:: Data supplied ::
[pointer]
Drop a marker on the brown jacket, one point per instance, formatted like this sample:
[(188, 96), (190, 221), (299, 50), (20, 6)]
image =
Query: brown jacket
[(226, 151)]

:: Do this ::
Write out all the rows above again, requests included, and shift every coordinate in the answers by adding 147 to it. Leave the numbers in the requests and their format samples unchanged.

:: Reply ::
[pointer]
Drop a marker on the brown jacket, one point per instance, formatted like this sample:
[(188, 96), (190, 221), (299, 50), (20, 6)]
image =
Query: brown jacket
[(373, 298)]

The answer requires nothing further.